Using the text on search normalizers, answer each question briefly.
(a) In the filter example, which two spellings of the city are left out of the results?
(b) According to the text, how are normalizers different from analyzers?
(c) What ASCII characters do ö and ê become?

| Reading text |
+++

Consider the following examples:

  • $filter=City eq 'Las Vegas' will only return documents that contain the exact text "Las Vegas" and exclude documents with "LAS VEGAS" and "las vegas" which is inadequate when the use-case requires all documents regardless of the casing.

  • search=*&facet=City,count:5 will return "Las Vegas", "LAS VEGAS" and "las vegas" as distinct values despite being the same city.

  • search=usa&$orderby=City will return the cities in lexicographical order: "Las Vegas", "Seattle", "las vegas", even if the intent is to order the same cities together irrespective of the case.

Normalizers

A normalizer is a component of the search engine responsible for pre-processing text for keyword matching. Normalizers are similar to analyzers except they do not tokenize the query. Some of the transformations that can be achieved using normalizers are:

  • Convert to lowercase or upper-case.
  • Normalize accents and diacritics like ö or ê to ASCII equivalent characters "o" and "e".
  • Map characters like - and whitespace into a user-specified character.

+++

| Stored data |
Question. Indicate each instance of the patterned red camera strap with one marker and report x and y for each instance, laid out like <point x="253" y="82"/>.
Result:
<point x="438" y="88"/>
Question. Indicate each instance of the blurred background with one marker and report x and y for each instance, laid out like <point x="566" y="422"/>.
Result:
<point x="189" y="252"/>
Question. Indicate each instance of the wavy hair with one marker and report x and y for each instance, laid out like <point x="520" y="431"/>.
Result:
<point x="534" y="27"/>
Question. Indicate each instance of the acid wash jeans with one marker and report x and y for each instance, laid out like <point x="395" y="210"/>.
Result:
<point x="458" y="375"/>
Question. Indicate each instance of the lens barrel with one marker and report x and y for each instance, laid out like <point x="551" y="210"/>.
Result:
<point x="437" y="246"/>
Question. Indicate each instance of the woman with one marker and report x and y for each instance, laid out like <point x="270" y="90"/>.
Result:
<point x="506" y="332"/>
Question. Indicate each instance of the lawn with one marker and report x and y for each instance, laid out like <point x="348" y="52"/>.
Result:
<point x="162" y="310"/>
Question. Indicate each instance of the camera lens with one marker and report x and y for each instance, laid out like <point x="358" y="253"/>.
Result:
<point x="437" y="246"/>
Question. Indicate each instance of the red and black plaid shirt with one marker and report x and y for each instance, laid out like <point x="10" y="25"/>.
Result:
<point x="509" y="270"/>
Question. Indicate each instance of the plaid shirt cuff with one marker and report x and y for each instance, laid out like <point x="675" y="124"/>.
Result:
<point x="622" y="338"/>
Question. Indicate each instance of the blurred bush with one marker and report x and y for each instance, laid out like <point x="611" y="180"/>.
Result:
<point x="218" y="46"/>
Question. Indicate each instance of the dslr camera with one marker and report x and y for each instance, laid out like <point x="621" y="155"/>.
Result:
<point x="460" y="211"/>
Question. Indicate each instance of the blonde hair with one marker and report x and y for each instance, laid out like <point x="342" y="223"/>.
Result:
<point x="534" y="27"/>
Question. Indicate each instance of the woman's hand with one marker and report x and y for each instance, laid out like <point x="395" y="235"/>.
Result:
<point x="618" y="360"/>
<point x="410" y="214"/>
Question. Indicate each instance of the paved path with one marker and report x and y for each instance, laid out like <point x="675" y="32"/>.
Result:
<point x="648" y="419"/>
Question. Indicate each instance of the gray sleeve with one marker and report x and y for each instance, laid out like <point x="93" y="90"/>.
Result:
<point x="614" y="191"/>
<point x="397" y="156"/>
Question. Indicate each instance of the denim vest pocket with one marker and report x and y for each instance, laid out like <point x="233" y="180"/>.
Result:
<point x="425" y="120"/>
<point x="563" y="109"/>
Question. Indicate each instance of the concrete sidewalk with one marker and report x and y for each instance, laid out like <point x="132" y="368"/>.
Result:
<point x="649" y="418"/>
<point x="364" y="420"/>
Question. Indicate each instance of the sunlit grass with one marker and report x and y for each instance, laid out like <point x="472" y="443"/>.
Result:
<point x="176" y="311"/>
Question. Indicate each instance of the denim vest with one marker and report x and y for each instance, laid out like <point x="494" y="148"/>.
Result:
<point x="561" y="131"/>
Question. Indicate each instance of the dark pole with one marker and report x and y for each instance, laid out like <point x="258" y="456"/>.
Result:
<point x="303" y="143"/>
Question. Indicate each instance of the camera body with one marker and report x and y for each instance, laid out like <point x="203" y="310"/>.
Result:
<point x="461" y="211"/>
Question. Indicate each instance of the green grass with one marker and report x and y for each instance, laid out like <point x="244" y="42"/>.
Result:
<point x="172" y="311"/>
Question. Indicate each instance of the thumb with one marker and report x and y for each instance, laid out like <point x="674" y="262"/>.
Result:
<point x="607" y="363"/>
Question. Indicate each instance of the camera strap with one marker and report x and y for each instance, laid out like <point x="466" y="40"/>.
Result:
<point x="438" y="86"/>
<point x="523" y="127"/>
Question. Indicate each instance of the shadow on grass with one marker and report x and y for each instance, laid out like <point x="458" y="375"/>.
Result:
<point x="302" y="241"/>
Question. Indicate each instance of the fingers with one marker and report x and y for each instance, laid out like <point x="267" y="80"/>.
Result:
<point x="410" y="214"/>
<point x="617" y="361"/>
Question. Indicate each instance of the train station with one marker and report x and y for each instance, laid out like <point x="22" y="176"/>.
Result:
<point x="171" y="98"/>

+++

| Full answer |
(a) "LAS VEGAS" and "las vegas"
(b) Normalizers do not tokenize the query.
(c) "o" and "e"